Image-grounded pointing data:
※ ※ ※

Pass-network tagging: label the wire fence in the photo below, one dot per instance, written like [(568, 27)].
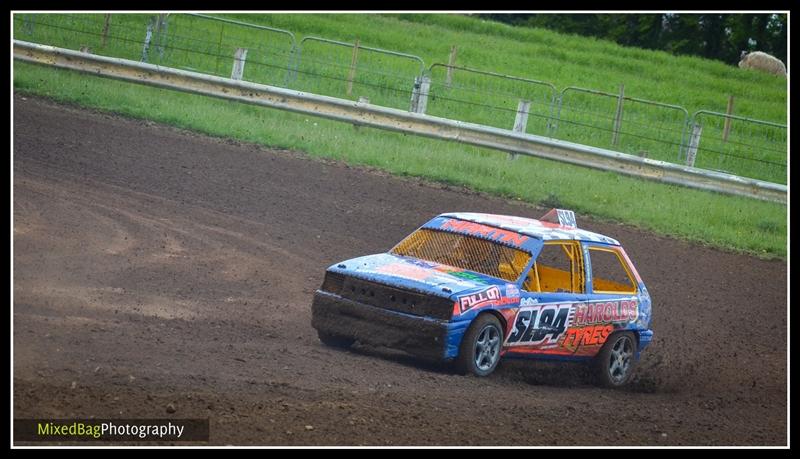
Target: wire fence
[(235, 49)]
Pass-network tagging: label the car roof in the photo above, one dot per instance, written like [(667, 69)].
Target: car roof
[(543, 230)]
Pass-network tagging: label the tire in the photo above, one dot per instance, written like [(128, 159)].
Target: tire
[(616, 361), (335, 340), (479, 353)]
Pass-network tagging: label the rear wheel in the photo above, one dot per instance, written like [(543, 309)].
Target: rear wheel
[(480, 347), (615, 363), (335, 340)]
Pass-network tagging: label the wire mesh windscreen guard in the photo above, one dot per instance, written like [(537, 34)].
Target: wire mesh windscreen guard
[(465, 252)]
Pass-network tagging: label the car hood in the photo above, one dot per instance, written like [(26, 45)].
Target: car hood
[(421, 275)]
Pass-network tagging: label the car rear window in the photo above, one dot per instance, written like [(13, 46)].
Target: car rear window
[(465, 252)]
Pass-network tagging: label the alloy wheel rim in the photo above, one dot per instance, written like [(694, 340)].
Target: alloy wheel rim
[(620, 360), (487, 348)]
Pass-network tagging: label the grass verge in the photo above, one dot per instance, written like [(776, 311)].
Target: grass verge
[(722, 221)]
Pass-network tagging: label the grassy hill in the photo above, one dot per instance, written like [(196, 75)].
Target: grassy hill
[(563, 60)]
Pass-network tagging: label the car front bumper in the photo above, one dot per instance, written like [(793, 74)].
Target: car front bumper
[(421, 336)]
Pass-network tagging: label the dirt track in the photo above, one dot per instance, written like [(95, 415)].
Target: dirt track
[(154, 266)]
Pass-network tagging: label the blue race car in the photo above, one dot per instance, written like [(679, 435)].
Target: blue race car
[(472, 288)]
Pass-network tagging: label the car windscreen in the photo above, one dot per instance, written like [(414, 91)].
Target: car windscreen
[(465, 252)]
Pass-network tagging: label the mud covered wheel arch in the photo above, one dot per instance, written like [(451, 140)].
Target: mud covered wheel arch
[(615, 364), (479, 352)]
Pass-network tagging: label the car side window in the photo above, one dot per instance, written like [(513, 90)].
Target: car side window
[(558, 268), (610, 273)]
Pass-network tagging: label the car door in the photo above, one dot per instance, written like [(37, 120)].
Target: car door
[(612, 300), (555, 285)]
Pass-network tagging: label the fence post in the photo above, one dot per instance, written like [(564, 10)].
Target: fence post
[(352, 74), (424, 89), (161, 33), (106, 23), (415, 95), (521, 121), (148, 36), (238, 63), (450, 63), (419, 95), (694, 144), (618, 116), (727, 128)]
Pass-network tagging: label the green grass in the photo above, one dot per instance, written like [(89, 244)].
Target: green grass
[(563, 60), (719, 220)]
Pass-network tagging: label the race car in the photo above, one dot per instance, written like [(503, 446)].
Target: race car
[(472, 288)]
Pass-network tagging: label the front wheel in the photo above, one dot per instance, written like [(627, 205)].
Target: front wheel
[(480, 347), (335, 340), (615, 363)]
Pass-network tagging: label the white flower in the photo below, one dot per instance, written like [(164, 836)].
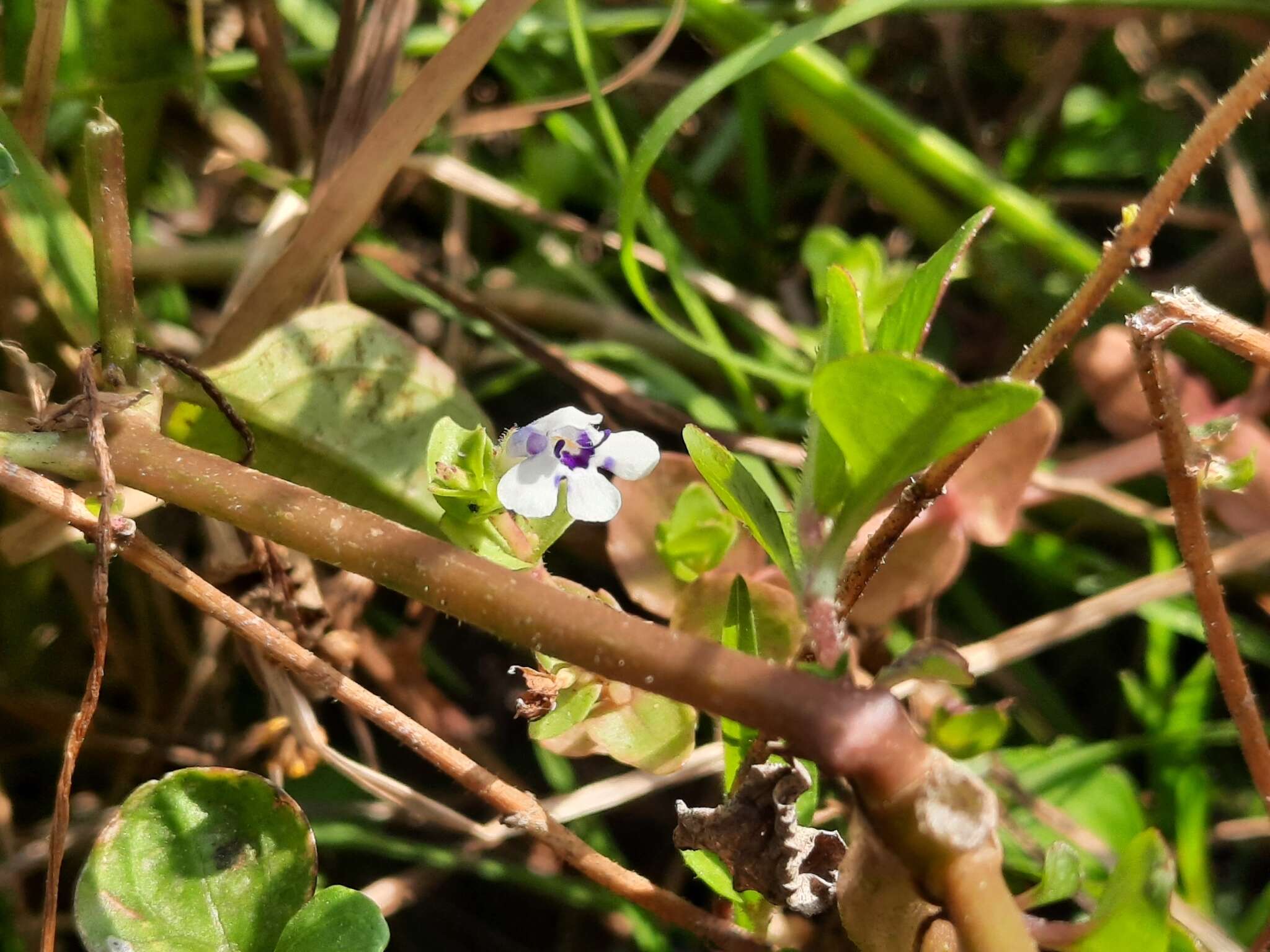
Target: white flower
[(567, 446)]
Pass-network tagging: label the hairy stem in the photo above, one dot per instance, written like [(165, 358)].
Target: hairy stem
[(518, 806), (1184, 493), (112, 245), (1118, 257)]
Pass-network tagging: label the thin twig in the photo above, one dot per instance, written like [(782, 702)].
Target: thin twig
[(343, 203), (1118, 257), (518, 116), (520, 808), (103, 535), (1184, 493), (43, 54), (1186, 309)]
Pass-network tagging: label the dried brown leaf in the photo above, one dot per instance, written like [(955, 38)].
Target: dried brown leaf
[(757, 834)]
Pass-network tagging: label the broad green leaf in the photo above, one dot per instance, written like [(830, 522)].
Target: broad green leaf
[(206, 860), (651, 733), (843, 318), (1060, 878), (892, 415), (741, 494), (1133, 909), (460, 466), (337, 919), (969, 733), (905, 324), (698, 535), (928, 660), (54, 243), (8, 167), (345, 403), (572, 707)]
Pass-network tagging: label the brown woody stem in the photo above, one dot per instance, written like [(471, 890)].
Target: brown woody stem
[(1184, 493), (518, 806), (1130, 240), (112, 245)]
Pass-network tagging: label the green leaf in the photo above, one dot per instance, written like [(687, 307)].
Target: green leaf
[(928, 660), (738, 633), (905, 324), (54, 243), (206, 860), (345, 403), (713, 873), (1133, 909), (337, 919), (651, 733), (8, 168), (460, 466), (969, 733), (572, 707), (892, 415), (1060, 878), (698, 535), (741, 494)]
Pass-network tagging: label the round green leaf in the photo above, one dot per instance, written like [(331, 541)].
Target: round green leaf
[(338, 919), (206, 860)]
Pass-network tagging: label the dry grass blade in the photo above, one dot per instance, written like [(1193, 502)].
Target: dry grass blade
[(43, 54), (345, 202), (1064, 625), (1184, 493), (518, 116), (1130, 242), (518, 806)]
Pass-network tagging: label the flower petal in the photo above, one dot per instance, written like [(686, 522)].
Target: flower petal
[(592, 498), (629, 455), (531, 488), (566, 416)]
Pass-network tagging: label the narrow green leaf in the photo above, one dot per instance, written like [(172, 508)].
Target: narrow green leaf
[(8, 167), (337, 919), (713, 873), (741, 494), (54, 243), (905, 324), (1060, 878), (739, 633), (1133, 909), (572, 707), (205, 858), (969, 733), (892, 415)]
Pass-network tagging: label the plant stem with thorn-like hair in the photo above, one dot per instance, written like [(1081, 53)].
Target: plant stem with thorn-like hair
[(1132, 240), (1184, 493)]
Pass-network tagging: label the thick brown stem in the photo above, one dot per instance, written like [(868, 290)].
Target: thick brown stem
[(1118, 257), (520, 808), (37, 86), (1184, 493), (112, 245)]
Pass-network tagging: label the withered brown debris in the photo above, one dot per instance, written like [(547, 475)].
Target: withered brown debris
[(540, 695), (757, 834)]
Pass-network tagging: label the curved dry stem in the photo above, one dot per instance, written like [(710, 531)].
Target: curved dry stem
[(517, 805), (1118, 257)]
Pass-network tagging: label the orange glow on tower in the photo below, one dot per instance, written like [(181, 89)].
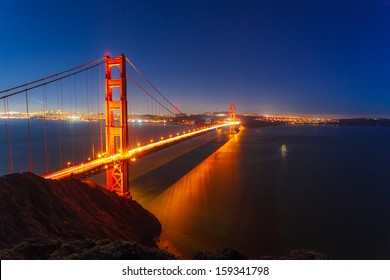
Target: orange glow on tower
[(116, 126), (232, 116)]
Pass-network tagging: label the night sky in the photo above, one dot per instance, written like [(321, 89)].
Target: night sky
[(299, 57)]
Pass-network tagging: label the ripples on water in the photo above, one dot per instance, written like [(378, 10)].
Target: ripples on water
[(329, 192)]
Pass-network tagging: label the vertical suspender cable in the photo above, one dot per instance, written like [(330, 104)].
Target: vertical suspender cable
[(28, 134), (46, 128), (58, 118), (8, 135)]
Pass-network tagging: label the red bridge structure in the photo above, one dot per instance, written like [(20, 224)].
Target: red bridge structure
[(38, 123)]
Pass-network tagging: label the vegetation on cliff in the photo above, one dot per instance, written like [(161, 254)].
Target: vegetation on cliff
[(32, 207)]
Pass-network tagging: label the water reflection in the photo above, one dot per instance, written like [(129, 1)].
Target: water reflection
[(191, 209)]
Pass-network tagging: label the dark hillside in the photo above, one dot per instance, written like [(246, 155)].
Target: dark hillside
[(32, 207)]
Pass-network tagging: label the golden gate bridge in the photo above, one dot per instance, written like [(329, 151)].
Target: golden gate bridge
[(77, 94)]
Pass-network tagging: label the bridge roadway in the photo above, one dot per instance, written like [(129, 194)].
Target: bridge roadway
[(99, 165)]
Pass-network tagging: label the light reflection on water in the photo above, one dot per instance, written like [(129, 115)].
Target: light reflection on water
[(198, 211), (326, 190)]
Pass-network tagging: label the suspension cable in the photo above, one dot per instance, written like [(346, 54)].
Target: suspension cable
[(151, 96), (51, 81), (147, 80), (8, 135), (28, 134), (55, 75)]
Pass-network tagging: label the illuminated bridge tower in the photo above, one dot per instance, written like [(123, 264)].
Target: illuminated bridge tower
[(232, 117), (116, 125)]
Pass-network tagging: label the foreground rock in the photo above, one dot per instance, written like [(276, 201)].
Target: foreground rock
[(32, 207)]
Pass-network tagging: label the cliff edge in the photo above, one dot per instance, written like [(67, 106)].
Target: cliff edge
[(32, 207)]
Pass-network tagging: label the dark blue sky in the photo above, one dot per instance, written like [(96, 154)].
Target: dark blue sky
[(275, 56)]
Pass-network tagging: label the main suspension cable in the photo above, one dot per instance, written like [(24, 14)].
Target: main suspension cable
[(147, 80)]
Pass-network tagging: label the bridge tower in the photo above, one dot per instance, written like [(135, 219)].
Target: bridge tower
[(232, 117), (116, 125)]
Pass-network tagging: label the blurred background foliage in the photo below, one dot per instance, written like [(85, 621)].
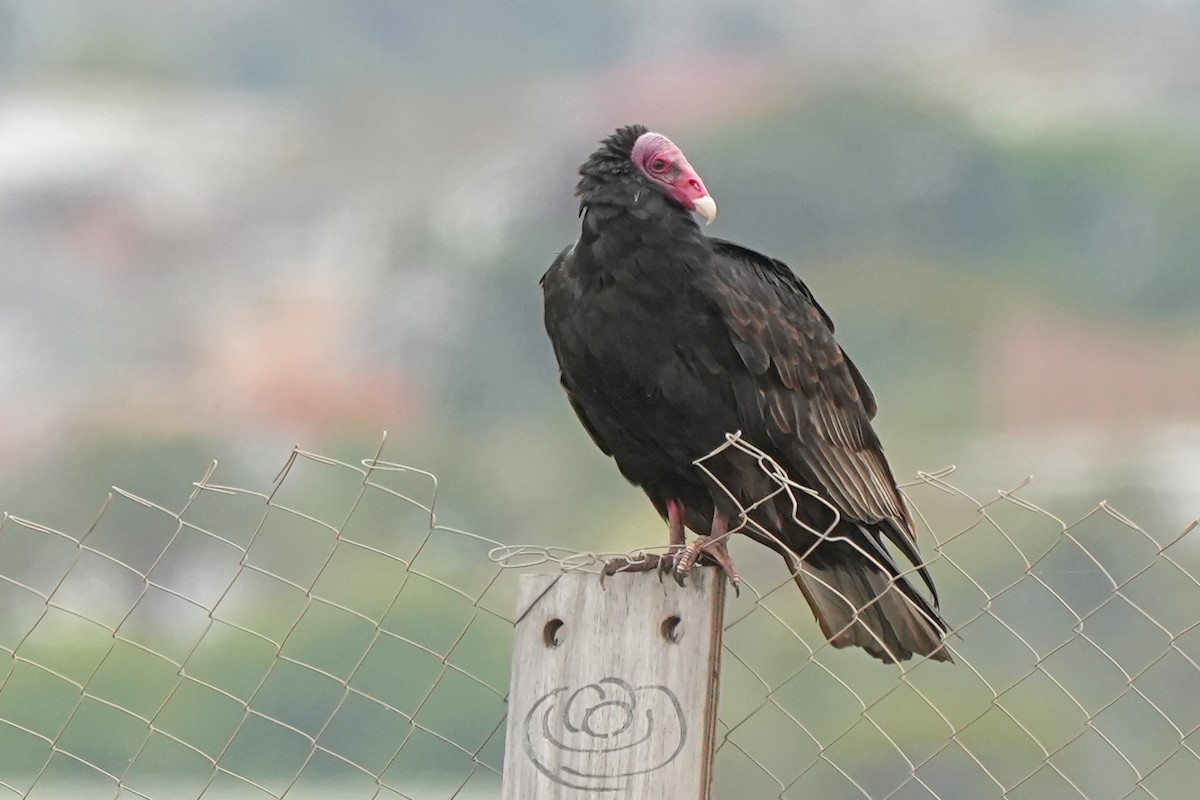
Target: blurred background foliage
[(228, 227)]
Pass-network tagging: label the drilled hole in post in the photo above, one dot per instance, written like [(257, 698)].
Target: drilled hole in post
[(551, 633), (671, 627)]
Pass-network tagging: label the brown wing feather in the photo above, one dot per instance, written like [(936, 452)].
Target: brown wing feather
[(811, 395)]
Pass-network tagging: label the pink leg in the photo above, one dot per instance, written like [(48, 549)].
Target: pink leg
[(715, 546), (652, 560)]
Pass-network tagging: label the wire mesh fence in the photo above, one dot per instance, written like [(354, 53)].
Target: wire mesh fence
[(329, 637)]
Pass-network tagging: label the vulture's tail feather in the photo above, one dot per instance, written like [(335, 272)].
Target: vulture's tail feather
[(859, 605)]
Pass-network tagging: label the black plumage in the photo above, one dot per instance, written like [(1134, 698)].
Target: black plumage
[(667, 340)]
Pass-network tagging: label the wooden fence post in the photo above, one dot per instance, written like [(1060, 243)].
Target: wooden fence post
[(613, 689)]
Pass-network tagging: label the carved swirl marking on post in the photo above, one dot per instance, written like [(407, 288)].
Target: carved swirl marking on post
[(599, 735)]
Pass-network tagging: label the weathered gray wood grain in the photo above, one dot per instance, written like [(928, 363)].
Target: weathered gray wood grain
[(613, 689)]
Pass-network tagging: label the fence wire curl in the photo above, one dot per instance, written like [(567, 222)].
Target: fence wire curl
[(329, 637)]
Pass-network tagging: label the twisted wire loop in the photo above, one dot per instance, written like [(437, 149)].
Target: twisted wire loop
[(328, 636)]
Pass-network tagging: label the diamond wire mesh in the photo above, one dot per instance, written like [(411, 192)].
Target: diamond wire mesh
[(330, 638)]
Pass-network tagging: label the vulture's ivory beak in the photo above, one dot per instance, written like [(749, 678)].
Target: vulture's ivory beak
[(706, 206)]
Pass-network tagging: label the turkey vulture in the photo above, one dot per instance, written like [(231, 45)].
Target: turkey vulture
[(669, 340)]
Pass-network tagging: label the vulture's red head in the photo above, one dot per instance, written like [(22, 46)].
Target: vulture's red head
[(664, 164), (647, 156)]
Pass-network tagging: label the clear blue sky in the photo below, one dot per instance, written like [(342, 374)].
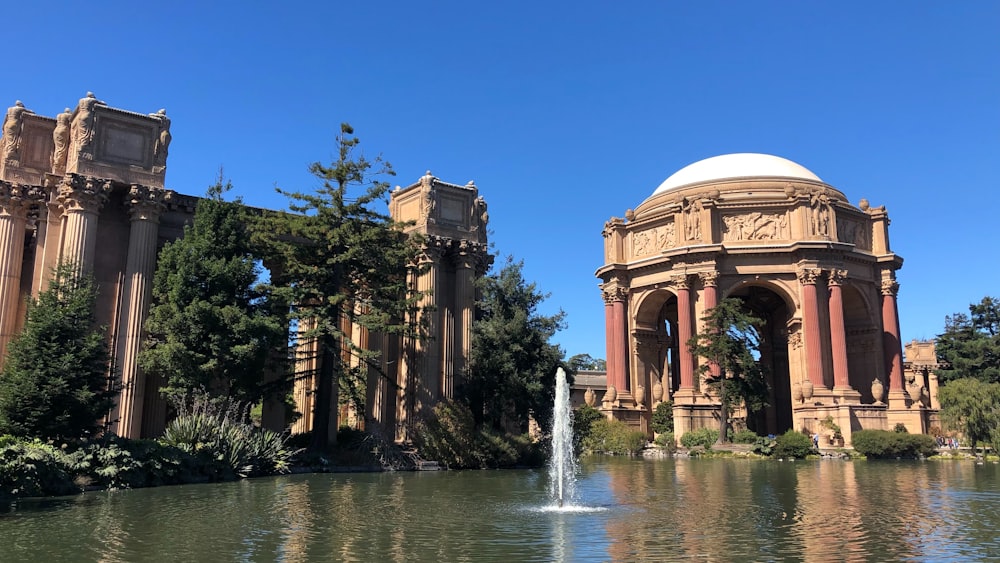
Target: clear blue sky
[(564, 113)]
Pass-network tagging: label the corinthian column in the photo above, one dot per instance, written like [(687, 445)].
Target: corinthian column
[(685, 329), (81, 199), (430, 368), (615, 335), (838, 335), (891, 345), (15, 200), (144, 207), (710, 281), (465, 302), (810, 304)]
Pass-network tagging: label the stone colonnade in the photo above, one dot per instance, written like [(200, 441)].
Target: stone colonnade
[(817, 270)]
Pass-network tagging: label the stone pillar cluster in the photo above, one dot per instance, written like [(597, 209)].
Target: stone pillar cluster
[(81, 199), (15, 202), (144, 205)]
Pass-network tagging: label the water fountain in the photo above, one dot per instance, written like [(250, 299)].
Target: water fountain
[(562, 462)]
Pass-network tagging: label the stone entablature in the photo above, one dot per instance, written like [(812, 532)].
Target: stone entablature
[(442, 209), (92, 140)]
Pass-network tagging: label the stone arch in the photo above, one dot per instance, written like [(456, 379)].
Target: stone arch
[(655, 352), (863, 341), (771, 303)]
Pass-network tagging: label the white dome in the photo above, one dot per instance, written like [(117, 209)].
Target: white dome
[(738, 165)]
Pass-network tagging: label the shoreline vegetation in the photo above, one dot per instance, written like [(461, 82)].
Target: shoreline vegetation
[(31, 468)]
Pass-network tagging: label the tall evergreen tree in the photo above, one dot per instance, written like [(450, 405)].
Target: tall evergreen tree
[(54, 382), (212, 327), (730, 342), (513, 364), (969, 347), (972, 406), (344, 262)]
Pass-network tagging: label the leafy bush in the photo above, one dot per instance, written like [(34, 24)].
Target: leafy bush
[(450, 437), (663, 418), (614, 437), (583, 419), (666, 441), (33, 468), (792, 444), (701, 437), (227, 446), (884, 444), (744, 437), (764, 445)]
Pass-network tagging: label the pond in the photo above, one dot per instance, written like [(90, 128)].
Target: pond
[(625, 510)]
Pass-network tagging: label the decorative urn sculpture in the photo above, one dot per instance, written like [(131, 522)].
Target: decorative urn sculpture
[(807, 389), (878, 390)]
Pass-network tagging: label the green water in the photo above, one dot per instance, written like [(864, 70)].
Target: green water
[(627, 510)]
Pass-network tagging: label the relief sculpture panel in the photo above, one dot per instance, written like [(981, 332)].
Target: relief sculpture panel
[(854, 232), (654, 240), (755, 226)]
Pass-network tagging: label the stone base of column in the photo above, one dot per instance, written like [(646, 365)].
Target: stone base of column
[(899, 400), (912, 418), (846, 396), (686, 396)]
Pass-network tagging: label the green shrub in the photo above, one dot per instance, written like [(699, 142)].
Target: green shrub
[(450, 437), (885, 444), (792, 444), (227, 446), (614, 437), (663, 418), (744, 437), (704, 437), (764, 445), (583, 419), (31, 468), (666, 441)]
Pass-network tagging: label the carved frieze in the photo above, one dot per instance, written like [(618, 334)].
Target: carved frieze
[(654, 240), (809, 276), (16, 199), (145, 203), (889, 287), (820, 215), (10, 145), (755, 225), (709, 279), (836, 277), (854, 232), (83, 193)]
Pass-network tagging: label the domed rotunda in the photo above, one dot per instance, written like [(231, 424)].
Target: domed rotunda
[(816, 269)]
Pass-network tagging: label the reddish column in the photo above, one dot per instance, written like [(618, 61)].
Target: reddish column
[(618, 316), (891, 345), (685, 328), (838, 337), (614, 335), (814, 354), (609, 340), (710, 281)]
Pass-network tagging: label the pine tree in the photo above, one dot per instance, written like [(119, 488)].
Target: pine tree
[(730, 342), (54, 383), (212, 327), (344, 262), (513, 365), (969, 347)]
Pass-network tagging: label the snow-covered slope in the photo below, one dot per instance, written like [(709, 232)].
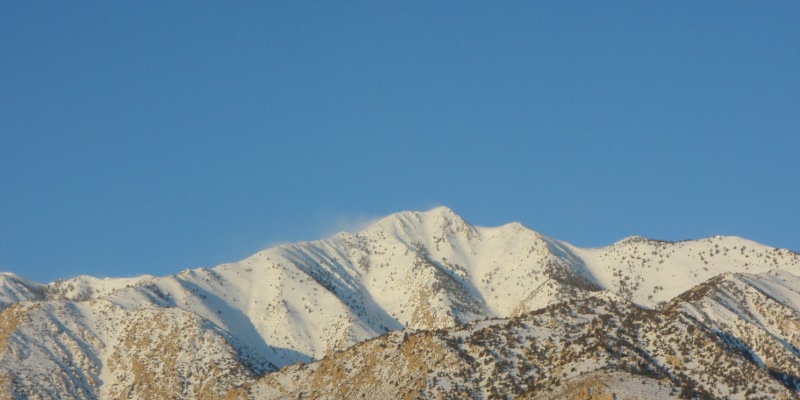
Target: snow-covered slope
[(298, 302)]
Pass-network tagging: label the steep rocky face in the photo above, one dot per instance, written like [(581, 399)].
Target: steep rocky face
[(207, 330), (563, 351)]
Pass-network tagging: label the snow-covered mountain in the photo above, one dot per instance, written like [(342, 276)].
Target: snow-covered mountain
[(430, 276)]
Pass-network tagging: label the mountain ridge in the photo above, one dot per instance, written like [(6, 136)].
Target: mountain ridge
[(302, 302)]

※ ※ ※

## What needs to be done:
Wherever "below" occurs in the entries above, copy the line it sits on.

## Answer for this exercise:
Pass-network tagging: label the wire fence in the photo below, one dot per instance, written like [(568, 27)].
Pass-network tagging: label the white flower in the photo below, one dot per instance, written like [(164, 836)].
Pass-network tagging: label the orange glow on tower in the photo below, one dot per instance, written like [(181, 89)].
Pass-network tagging: label the blurred background foliage in the photo below, one dot per instance, written like [(85, 621)].
Pass-network tagging: label the clear blue sky in the photo below, one dot per instance, written like [(342, 374)].
Pass-network tagging: label the snow-covered slope in the photo below, one dot per instance, written like [(709, 232)].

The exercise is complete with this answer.